## GIVEN PROBLEM:
Look below for the line with "For every instance of the silverware". Extract that line and each one after it through the last, word for word.

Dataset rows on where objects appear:
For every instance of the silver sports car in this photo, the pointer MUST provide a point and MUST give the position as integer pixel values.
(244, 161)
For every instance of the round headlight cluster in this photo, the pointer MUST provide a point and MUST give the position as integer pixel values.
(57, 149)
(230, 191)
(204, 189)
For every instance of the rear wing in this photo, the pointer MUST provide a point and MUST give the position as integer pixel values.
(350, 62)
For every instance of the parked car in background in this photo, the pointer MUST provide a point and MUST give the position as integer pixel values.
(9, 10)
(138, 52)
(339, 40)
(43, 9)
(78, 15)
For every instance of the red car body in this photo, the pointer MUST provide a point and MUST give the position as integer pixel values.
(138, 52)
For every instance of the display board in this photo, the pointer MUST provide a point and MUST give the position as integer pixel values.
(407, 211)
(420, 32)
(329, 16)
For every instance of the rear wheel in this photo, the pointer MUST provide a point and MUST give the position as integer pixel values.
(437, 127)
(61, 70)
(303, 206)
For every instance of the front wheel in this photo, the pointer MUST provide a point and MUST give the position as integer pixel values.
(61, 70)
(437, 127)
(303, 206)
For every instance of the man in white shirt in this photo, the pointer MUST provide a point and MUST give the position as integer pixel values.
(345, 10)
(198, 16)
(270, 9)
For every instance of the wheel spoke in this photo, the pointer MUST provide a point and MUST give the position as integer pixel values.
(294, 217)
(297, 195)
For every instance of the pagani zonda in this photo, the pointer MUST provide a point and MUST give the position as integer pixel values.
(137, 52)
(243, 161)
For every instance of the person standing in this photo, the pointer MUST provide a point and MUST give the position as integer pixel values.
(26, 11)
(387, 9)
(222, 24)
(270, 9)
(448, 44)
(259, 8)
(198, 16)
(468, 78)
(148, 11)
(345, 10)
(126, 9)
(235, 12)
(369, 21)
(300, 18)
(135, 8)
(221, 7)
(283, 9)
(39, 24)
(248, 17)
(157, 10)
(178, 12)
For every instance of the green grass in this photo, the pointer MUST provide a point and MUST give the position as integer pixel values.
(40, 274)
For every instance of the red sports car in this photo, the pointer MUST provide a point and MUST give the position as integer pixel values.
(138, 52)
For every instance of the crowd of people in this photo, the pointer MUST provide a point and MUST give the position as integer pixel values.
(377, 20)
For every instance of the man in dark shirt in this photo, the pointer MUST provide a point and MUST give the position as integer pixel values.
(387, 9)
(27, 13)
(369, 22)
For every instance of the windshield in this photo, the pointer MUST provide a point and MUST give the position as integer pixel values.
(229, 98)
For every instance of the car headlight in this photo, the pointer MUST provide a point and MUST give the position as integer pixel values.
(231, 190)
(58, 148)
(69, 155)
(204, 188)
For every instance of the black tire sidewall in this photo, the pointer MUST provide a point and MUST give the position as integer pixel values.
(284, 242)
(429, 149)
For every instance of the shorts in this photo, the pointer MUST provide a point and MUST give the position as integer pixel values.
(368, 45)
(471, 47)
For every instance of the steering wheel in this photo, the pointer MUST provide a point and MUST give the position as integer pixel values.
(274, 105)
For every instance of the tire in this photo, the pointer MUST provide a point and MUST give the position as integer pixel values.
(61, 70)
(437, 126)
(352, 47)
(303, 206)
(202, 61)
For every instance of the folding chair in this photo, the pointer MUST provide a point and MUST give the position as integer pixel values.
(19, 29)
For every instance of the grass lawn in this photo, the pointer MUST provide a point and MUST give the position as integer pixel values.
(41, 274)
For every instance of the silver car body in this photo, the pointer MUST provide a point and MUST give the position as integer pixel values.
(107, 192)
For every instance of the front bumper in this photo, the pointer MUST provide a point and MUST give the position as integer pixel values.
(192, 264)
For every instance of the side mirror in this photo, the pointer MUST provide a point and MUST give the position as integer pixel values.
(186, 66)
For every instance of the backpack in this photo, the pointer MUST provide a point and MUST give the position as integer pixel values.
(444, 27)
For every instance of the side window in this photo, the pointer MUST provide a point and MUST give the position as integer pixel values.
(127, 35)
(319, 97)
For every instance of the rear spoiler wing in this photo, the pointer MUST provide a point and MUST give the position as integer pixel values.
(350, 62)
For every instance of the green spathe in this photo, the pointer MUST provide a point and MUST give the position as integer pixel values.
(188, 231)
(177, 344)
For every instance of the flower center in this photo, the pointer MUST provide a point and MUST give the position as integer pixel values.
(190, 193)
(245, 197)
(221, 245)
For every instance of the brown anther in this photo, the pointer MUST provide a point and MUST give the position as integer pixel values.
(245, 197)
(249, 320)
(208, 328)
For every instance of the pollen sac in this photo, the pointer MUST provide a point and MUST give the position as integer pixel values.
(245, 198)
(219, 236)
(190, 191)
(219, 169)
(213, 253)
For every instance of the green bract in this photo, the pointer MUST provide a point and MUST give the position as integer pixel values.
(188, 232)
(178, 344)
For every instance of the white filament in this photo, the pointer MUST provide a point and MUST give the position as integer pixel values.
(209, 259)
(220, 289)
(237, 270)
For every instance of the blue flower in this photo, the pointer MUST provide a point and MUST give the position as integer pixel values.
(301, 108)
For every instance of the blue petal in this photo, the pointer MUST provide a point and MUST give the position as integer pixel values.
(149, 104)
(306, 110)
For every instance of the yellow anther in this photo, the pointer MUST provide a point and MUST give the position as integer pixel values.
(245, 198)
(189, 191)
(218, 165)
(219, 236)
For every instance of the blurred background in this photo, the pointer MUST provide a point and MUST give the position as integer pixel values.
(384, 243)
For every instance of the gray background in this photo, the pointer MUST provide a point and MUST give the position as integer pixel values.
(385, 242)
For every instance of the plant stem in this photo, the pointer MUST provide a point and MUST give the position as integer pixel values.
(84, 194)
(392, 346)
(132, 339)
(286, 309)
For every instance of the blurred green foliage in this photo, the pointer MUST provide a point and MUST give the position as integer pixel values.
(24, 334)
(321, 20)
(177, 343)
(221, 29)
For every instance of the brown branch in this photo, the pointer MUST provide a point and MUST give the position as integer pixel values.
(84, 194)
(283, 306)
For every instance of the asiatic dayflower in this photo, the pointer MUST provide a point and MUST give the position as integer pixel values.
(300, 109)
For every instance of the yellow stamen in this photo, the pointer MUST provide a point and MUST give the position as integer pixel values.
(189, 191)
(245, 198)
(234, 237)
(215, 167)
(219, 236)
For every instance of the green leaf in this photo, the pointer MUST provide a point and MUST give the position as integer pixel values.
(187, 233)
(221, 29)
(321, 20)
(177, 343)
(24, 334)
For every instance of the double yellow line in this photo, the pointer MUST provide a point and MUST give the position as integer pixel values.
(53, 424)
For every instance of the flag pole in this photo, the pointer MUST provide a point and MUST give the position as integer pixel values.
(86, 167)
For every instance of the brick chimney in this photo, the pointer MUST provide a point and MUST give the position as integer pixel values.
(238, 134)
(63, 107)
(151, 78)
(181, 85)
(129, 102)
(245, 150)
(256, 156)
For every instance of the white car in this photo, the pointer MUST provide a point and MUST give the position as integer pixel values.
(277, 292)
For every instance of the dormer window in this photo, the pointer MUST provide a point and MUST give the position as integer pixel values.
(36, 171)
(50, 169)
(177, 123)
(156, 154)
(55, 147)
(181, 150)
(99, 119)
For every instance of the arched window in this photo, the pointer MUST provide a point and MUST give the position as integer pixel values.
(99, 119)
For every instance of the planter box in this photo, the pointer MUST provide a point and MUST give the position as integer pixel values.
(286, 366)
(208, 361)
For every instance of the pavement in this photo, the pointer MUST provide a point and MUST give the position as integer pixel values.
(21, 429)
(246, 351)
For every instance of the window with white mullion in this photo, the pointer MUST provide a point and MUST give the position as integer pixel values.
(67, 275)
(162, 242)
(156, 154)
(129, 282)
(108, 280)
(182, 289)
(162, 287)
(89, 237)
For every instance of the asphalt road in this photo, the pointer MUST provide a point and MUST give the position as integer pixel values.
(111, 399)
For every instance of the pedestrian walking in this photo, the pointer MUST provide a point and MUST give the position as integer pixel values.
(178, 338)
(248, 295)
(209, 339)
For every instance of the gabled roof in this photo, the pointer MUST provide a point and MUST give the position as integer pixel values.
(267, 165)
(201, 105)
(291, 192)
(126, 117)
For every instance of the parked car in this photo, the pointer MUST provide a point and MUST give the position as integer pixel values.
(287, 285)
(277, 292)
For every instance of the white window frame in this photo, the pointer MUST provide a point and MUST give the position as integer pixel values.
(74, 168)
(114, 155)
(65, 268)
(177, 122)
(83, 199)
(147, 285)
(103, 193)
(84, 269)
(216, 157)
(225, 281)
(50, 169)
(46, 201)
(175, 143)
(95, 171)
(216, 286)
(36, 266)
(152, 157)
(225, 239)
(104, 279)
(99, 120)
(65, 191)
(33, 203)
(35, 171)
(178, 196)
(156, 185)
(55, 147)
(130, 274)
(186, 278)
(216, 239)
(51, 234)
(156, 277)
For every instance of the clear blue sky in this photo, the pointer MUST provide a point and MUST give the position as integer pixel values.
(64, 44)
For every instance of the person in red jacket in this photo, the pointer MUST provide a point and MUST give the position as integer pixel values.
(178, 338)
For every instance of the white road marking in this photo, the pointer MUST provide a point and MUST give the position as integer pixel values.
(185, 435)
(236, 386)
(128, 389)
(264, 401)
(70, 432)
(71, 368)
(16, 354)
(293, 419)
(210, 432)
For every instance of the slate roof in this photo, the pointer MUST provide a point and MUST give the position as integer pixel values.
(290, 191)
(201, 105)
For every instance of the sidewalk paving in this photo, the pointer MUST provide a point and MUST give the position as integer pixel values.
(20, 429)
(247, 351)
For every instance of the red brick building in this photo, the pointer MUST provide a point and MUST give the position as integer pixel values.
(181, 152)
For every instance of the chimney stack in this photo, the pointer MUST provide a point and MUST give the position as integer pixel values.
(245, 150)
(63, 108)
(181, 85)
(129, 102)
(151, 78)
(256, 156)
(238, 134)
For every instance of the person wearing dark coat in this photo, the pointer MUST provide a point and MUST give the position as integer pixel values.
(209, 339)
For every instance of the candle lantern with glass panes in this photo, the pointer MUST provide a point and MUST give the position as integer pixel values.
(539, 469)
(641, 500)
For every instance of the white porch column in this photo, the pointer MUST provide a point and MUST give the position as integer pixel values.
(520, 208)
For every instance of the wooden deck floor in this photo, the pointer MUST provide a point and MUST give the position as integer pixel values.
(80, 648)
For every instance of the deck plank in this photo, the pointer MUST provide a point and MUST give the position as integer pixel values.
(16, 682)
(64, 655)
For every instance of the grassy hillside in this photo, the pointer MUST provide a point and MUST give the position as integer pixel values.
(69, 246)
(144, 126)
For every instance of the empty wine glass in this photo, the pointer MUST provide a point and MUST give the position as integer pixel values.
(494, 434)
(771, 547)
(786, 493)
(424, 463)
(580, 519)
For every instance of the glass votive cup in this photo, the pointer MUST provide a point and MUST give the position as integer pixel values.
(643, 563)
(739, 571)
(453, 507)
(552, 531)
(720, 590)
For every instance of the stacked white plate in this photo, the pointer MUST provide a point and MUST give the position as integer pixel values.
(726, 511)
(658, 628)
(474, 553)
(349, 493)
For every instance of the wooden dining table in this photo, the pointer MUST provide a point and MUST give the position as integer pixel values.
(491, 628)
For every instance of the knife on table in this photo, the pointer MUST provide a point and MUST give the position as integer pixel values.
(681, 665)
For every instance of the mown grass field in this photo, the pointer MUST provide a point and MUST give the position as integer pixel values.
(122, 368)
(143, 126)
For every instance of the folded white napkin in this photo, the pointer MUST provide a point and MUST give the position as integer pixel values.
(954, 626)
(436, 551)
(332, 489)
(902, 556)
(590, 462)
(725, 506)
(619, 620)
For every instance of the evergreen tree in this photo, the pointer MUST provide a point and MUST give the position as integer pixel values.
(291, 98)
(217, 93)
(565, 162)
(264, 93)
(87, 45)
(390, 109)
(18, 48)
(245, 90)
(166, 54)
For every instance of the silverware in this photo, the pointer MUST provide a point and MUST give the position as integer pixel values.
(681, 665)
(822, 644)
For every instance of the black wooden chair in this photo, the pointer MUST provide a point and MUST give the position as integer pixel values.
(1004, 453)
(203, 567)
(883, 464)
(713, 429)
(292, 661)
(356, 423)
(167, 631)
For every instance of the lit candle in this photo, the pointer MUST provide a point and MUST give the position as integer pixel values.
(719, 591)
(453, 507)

## FINAL RESULT:
For every instance of the silverware in this photo, the pointer MUST provide a point and MUST give the position as integer pixel values.
(681, 665)
(822, 644)
For every instance of the black wooden chair in this photo, the pointer MUST provide a point and MUST give the position as integer pixel values.
(1004, 453)
(203, 567)
(883, 464)
(713, 429)
(292, 661)
(356, 423)
(167, 631)
For every instance of the lit candle in this photo, the pointer MUST provide a point and MUST give the position as integer pixel values.
(719, 591)
(453, 507)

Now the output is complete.